• Tasks to perform
(A) Summarize the account of a father's hospital discharge in two sentences.
(B) Write what comes next in the account of the father's hospital discharge, starting after its final sentence.

My father was discharged from hospital with a plastic bag containing 13 boxes of pills and a vague promise that a nurse would turn up at his house to help him. ‘He’ll have a package of care put in place,’ yawned a hospital functionary, who didn’t sound at all interested.
But after he got home, the only package was the big bag of pills that sat on the kitchen table and a sheet with thousands of words in very small print detailing the complicated doses, which my father, who can’t see properly, was attempting to read with a magnifying glass when I arrived from Ireland. I had no more luck than him, even with my reading glasses on.
I rang one of the many numbers I had accumulated when he was in hospital, and heaven knows who got back to me because all these people sound the same. They speak in state-ese and talk mostly about themselves. This one gave me a long explanation of the care system, which was so geared towards providing things when it was too late that it made me feel like self-harming. In fact I did self-harm, because I went out to the car to get a vape to suck on in desperation and fell over a plant pot, flat on my face.

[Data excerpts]
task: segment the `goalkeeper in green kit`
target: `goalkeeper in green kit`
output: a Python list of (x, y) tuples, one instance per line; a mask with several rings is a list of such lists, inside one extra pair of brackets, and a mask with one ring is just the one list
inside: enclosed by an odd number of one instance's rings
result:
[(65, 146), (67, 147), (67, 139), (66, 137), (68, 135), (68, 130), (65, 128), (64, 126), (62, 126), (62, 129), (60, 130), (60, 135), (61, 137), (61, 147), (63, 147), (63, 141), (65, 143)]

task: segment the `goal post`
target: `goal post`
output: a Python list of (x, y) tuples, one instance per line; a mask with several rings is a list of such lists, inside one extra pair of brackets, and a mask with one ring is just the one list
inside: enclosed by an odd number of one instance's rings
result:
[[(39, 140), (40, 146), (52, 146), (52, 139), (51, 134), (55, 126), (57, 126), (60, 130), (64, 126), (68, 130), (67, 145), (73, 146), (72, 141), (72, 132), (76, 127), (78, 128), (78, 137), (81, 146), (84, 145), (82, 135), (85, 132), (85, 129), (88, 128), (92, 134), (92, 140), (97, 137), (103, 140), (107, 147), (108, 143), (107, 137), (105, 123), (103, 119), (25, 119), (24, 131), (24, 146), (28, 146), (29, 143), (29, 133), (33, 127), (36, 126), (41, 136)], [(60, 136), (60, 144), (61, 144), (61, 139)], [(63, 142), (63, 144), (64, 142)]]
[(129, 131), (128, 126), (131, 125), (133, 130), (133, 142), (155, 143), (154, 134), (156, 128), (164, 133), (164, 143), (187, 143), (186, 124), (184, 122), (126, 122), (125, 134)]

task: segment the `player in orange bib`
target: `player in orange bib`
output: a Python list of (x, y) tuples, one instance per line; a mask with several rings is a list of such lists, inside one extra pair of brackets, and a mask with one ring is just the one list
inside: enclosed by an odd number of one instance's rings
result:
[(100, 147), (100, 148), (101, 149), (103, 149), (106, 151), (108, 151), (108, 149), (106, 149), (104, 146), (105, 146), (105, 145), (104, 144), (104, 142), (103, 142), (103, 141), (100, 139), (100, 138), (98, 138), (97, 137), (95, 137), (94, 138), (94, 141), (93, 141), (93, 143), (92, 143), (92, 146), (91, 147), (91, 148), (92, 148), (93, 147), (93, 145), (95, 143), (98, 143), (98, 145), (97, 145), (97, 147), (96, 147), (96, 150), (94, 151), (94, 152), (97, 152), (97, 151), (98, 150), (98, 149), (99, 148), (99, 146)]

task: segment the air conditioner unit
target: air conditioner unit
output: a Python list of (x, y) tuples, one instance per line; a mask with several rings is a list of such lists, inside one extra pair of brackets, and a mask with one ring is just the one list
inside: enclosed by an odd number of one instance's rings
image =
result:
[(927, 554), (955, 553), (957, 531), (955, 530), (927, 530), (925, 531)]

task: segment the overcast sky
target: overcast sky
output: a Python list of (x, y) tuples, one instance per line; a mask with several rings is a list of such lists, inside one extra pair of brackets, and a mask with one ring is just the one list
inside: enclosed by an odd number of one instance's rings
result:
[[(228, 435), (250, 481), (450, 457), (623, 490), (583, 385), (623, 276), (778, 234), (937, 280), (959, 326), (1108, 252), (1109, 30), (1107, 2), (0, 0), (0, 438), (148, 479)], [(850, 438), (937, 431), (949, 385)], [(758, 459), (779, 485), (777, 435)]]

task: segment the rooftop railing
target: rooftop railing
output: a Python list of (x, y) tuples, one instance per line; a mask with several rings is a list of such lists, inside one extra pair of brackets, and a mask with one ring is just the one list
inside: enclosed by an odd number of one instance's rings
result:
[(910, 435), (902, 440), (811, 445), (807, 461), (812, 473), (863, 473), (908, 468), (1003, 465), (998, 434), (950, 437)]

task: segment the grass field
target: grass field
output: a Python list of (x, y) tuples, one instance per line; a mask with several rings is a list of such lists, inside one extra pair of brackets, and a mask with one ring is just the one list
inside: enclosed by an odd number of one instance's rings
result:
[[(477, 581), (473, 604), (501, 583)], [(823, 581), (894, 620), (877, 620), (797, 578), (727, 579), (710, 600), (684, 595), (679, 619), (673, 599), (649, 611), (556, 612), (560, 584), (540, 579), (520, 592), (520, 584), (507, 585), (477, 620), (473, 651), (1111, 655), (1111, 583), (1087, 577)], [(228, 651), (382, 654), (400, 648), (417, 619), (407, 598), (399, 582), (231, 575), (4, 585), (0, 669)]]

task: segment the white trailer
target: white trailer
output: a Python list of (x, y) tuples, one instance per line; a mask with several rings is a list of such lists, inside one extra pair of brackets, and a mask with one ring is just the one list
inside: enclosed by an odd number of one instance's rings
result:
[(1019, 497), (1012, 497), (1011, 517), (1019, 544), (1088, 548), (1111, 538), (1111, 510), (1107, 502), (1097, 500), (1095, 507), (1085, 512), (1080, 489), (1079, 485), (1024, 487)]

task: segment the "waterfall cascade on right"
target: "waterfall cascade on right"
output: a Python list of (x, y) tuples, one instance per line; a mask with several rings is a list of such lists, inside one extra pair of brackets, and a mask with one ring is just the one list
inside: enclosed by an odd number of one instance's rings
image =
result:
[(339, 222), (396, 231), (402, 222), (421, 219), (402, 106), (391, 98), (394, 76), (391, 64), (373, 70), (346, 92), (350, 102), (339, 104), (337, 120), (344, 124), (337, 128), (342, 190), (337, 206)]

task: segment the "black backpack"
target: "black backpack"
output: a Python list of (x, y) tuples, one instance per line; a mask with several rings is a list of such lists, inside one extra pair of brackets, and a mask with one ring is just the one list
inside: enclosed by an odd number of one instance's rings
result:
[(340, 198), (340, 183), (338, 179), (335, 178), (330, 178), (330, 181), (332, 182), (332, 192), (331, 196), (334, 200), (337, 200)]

• Answer section
(A) A father left hospital with a bag of 13 boxes of pills and a vague promise of a visiting nurse, but at home there was no care package, only the pills and a sheet of tiny-print dosing instructions that neither he nor the narrator could read. A call to one of the numbers collected during his stay brought only a long explanation of the care system, and the narrator, going out to the car for a vape in desperation, fell flat over a plant pot.

(B)
In the end, my mother’s private carer reported the predicament we were in back to her bosses and the care company devised a plan whereby she could help with my father’s meds by making it into a joint contract.
After a couple of days of that arrangement, there was a ring at the door and a large, stern-faced woman came in, sat down and started interviewing my father, who was slumped in a chair.